SELECTED TEXT:

On the flip-side, I often find when I am browsing in a store that other people will push their buggies up towards me without saying a word, as if indicating their desire to pass me. Why can’t THEY say excuse me, so I will understand that they would like me to move aside and let them pass? I’m not a mind reader you know. On that same note, I will often hear the gentle chiding of my hubby to move over because someone behind me wishes to walk past and I am in the way. Why can’t they say “excuse me” so I will know that they are there? Despite what my mother said to me as a child, Mother’s do NOT in fact have eyes on the back of their heads, if you want me to move, you’ll have to break out some form of “excuse me”.

Not sure which is more gross, the clump of hair in the drain (which is inevitably at least 50 percent mine) or the fact that my hubby pulls the gross clump or yucky wet hair out…and then leaves it on the side of the tub…? blech!!!

What is with the four-way stop? Why can’t people just follow the rules? There seems to be this desire for drivers to be either super aggressive or err on the side of too polite. Just follow the rules people! When you are the first to arrive at the intersection, you are the first to proceed, don’t try to out-manner me by letting me go first when I know for a fact that you have the right of way. Because, what happens? I hesitate because I know it’s your turn, then you generously wave me on, but I KNOW it’s your turn so I wait and then I realize what you are doing and I take my foot off the break to go through. Almost simultaneously, you decide that I have ungratiously rejected your benevolence and decide to claim your right of way and…..*SMACK*

I love Toaster Strudels…I mean all that warm creamy cheese and jam nestled inside the flaky pastry smothered in icing…mmm….nuff said.

My dog is neurotic…this point of course won’t matter to anyone else reading this, but it’s my blog and the posting is titled Random Observations, and this is random. So my dog has separation anxiety, he has to be in a cage when we leave the house and he has to be shut into someone’s room at night or he pees on the floor. He sleeps all day, get’s up off of one sofa, stretches, meanders over to the other sofa and flops on it as though the movement has sapped every ounce of his energy. But by far, the most annoying thing about my crazy dog is that he will NOT drink water inside the house. I mean he will walk past a perfectly good bowl of drinking water in the kitchen and bark at the back door until I fill the outside dish. Such a freak.

EXCERPTED RECORDS:
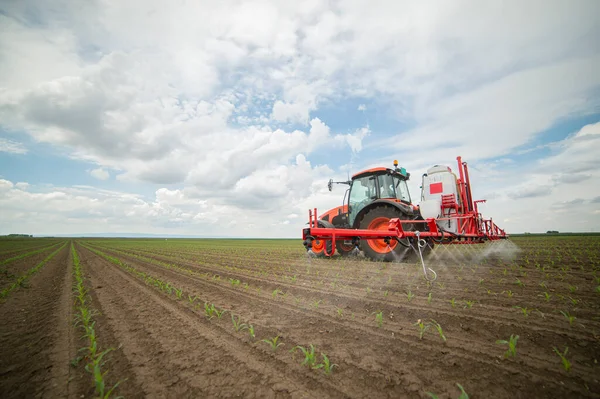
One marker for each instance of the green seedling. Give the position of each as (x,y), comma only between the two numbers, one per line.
(439,328)
(512,345)
(326,365)
(547,296)
(563,358)
(378,318)
(519,283)
(237,323)
(463,394)
(273,343)
(209,310)
(569,317)
(422,327)
(525,311)
(309,355)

ACTION ITEM A: From the post of random observations, list the parts of a Toaster Strudel that the writer describes.
ACTION ITEM B: Quote the passage in the post of random observations from "Not sure which" up to and including "the tub…? blech!!!".

PROBLEM SOLUTION A:
- warm creamy cheese
- jam
- flaky pastry
- icing

PROBLEM SOLUTION B:
Not sure which is more gross, the clump of hair in the drain (which is inevitably at least 50 percent mine) or the fact that my hubby pulls the gross clump or yucky wet hair out…and then leaves it on the side of the tub…? blech!!!